— Short exercise —
Print exactly, and only, the lines running from the line containing "roof light bar" through the end of the records below.

(Stored data)
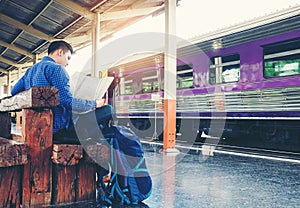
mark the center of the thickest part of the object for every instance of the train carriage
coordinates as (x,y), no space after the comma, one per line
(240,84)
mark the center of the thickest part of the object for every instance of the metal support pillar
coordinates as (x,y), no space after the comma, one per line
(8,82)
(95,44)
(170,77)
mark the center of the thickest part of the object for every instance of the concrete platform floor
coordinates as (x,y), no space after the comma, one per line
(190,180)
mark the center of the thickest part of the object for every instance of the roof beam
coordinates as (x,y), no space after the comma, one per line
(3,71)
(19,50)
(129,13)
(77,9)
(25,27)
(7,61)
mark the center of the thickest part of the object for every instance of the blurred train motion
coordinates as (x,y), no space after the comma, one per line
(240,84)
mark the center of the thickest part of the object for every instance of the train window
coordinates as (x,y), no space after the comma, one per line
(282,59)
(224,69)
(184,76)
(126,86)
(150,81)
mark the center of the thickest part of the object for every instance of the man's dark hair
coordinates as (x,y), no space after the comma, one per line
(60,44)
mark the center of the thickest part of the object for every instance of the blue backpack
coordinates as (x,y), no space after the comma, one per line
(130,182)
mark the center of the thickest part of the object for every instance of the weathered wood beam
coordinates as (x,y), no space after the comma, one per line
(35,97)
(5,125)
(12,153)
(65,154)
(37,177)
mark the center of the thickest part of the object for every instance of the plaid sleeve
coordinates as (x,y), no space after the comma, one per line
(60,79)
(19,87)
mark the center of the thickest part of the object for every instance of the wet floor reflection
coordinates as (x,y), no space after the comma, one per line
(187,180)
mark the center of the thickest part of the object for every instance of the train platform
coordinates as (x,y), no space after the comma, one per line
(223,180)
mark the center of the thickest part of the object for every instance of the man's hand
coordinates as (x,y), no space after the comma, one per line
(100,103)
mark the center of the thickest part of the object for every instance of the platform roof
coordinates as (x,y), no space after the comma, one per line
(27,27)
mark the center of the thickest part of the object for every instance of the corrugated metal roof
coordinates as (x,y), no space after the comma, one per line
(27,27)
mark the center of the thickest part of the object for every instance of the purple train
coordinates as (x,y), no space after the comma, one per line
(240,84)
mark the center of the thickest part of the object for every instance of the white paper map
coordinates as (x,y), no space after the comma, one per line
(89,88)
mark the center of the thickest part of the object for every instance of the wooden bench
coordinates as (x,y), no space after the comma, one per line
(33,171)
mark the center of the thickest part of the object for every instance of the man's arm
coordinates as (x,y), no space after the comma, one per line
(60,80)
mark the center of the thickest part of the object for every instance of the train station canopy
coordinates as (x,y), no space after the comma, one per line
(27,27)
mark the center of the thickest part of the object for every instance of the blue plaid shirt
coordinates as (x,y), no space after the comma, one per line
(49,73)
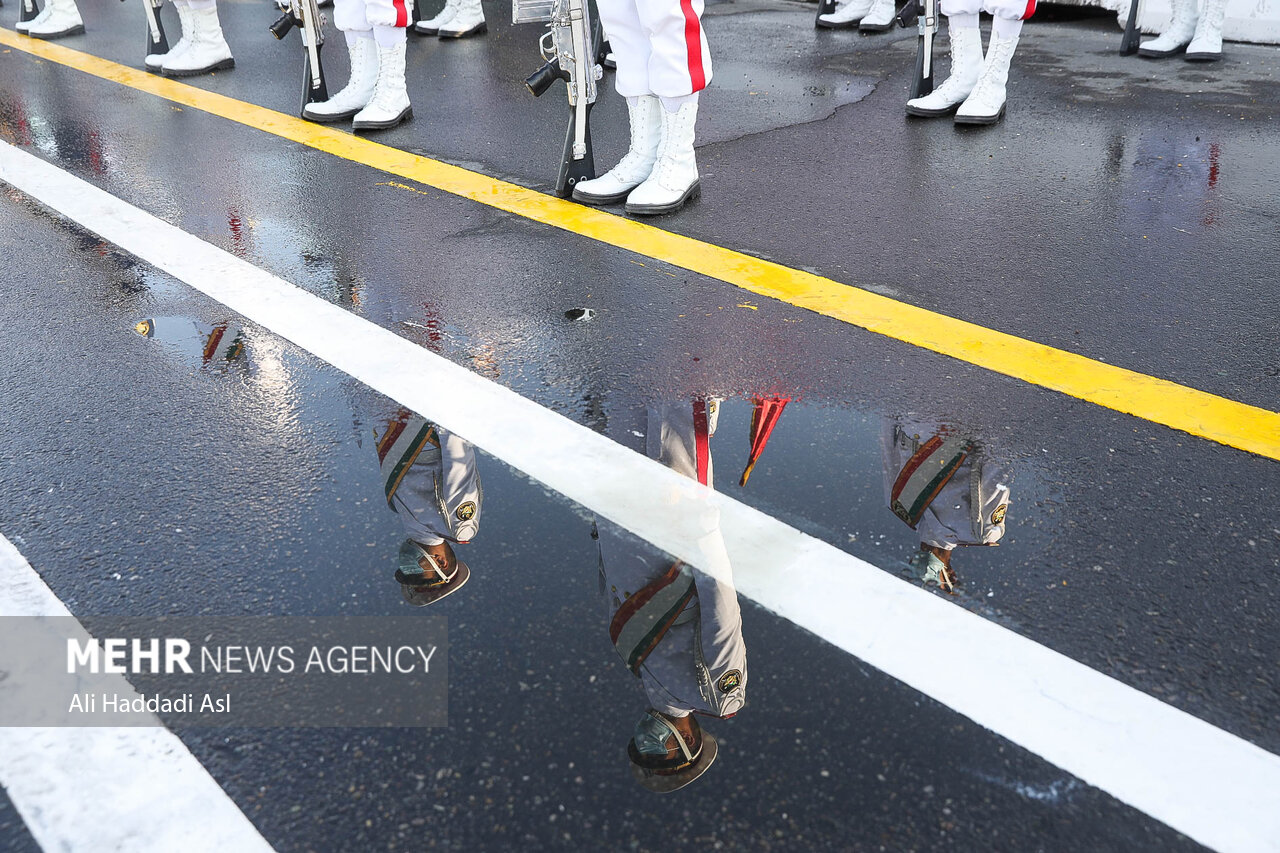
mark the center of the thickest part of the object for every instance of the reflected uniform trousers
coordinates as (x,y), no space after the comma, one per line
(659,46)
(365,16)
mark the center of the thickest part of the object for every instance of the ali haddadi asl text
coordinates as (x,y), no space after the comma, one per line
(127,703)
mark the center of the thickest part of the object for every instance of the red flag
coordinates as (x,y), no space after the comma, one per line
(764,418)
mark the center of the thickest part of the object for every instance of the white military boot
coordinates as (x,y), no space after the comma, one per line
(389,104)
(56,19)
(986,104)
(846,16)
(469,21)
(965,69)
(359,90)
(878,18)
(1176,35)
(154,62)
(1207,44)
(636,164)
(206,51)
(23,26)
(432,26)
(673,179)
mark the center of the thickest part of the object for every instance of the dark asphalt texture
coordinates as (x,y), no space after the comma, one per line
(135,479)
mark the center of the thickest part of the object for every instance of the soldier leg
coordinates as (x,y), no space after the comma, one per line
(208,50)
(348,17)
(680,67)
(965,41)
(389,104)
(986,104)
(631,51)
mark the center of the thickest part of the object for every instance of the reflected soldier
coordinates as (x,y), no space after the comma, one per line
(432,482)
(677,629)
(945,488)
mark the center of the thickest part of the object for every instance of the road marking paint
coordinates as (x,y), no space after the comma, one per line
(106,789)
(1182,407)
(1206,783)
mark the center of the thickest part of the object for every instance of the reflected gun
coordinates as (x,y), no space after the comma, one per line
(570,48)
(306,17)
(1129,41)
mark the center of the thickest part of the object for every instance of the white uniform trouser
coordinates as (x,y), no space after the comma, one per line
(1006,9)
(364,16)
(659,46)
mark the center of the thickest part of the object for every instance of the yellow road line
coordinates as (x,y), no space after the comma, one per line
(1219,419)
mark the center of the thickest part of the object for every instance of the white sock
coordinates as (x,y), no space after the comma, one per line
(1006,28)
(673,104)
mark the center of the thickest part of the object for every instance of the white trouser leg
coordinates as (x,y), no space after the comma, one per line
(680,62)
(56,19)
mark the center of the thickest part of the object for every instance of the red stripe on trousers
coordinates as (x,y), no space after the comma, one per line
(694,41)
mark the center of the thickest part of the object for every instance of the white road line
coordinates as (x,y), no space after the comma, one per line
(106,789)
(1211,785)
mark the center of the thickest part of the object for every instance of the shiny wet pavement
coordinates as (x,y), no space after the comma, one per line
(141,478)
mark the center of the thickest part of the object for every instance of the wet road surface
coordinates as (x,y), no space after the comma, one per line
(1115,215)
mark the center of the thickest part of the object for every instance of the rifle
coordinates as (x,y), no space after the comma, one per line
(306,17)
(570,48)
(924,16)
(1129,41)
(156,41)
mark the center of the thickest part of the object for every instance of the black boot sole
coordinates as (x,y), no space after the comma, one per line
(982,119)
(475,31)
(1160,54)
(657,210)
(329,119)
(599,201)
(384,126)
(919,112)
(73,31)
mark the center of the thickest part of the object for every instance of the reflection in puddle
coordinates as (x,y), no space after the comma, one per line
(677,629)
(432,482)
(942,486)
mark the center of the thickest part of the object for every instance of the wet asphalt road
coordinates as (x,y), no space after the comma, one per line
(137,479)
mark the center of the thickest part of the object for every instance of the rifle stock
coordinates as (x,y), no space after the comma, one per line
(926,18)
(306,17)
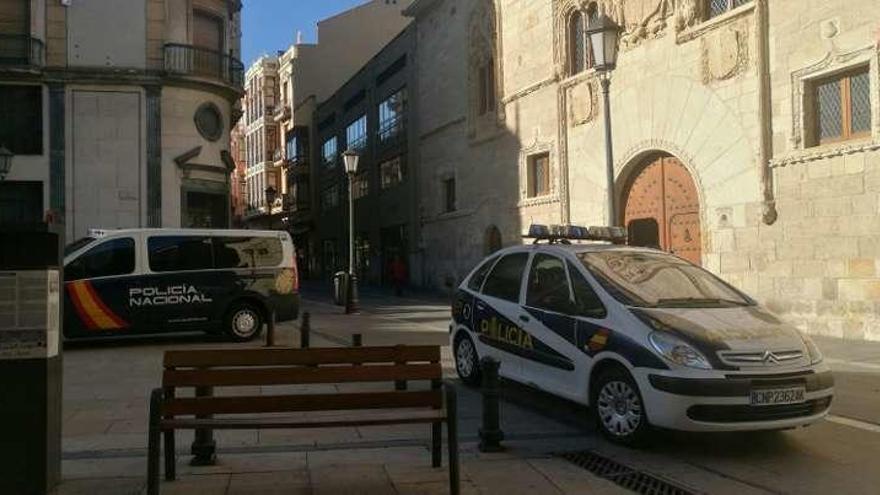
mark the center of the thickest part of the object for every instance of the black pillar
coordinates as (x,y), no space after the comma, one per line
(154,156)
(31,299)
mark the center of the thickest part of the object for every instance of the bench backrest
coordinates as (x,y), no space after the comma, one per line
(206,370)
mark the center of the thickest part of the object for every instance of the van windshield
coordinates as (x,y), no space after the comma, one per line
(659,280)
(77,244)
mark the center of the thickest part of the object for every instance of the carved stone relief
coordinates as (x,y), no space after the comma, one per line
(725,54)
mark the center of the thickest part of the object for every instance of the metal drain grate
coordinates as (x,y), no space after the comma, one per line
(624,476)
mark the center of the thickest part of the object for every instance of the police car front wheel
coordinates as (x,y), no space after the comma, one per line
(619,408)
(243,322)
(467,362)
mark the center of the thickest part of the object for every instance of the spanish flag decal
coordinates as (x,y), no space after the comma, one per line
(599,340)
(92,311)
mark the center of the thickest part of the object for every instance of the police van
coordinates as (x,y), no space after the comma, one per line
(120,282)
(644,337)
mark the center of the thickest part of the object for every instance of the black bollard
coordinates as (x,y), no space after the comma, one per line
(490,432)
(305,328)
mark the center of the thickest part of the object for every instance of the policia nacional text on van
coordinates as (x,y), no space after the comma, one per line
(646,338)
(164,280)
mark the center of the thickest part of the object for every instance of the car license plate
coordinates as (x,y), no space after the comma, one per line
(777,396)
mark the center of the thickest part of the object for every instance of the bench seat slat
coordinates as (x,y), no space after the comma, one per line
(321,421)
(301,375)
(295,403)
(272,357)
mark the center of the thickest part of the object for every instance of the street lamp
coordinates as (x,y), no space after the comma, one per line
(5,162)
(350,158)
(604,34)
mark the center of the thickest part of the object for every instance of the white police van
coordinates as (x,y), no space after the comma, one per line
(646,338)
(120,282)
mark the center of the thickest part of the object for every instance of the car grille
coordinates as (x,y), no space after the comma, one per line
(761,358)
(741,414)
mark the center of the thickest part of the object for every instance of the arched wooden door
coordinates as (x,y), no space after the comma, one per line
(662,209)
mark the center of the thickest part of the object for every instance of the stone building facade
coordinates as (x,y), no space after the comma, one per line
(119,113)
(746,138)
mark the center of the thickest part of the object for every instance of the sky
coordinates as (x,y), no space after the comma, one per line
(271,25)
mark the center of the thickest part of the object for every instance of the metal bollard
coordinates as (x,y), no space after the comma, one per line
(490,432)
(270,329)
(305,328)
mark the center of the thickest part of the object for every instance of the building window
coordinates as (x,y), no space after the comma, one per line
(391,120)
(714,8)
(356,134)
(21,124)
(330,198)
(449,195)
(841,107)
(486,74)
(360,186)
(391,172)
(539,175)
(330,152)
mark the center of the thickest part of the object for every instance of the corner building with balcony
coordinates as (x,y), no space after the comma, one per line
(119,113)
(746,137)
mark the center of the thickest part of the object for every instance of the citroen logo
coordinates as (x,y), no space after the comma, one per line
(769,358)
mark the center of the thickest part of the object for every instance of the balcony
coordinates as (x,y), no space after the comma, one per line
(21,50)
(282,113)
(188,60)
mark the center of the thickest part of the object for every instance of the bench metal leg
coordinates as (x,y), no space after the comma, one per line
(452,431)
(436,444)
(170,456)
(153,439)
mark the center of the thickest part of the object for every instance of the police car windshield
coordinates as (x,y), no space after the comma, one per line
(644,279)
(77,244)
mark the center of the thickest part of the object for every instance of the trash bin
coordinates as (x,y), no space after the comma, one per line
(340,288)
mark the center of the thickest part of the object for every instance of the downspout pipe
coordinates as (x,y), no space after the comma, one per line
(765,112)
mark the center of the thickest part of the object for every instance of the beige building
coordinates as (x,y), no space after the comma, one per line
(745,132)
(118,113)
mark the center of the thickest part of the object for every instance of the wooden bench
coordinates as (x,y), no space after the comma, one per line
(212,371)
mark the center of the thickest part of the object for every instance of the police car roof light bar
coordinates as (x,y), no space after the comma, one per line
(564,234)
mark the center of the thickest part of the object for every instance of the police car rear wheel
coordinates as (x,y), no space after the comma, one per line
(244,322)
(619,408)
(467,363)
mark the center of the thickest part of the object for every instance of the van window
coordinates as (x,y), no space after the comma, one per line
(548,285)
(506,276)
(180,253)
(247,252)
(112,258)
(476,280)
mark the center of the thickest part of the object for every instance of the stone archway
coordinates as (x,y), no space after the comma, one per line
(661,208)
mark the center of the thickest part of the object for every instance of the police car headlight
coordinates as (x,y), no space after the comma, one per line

— The solution —
mark the center of the thickest part of the object for every instance of the police car roof light bar
coordinates as (x,y), no space after the comma, one per line
(564,234)
mark the center of the thickest part of the object for every instance of the police car rear wheel
coordinates as (x,y), no space after the comma, one per line
(244,322)
(619,408)
(467,363)
mark the center of the thickest part of the object for every instance of the van window
coordinates as (x,y), no space after the comma, one per line
(548,285)
(506,276)
(180,253)
(247,252)
(112,258)
(476,280)
mark the center of the thickest part of the object for every instance of the stone archway
coordinates as (x,y), no space after the comma, one per line
(661,208)
mark the center of the thickest part of the object for every instance of the police car headlight
coordinates as (x,y), no space after the comma, one per line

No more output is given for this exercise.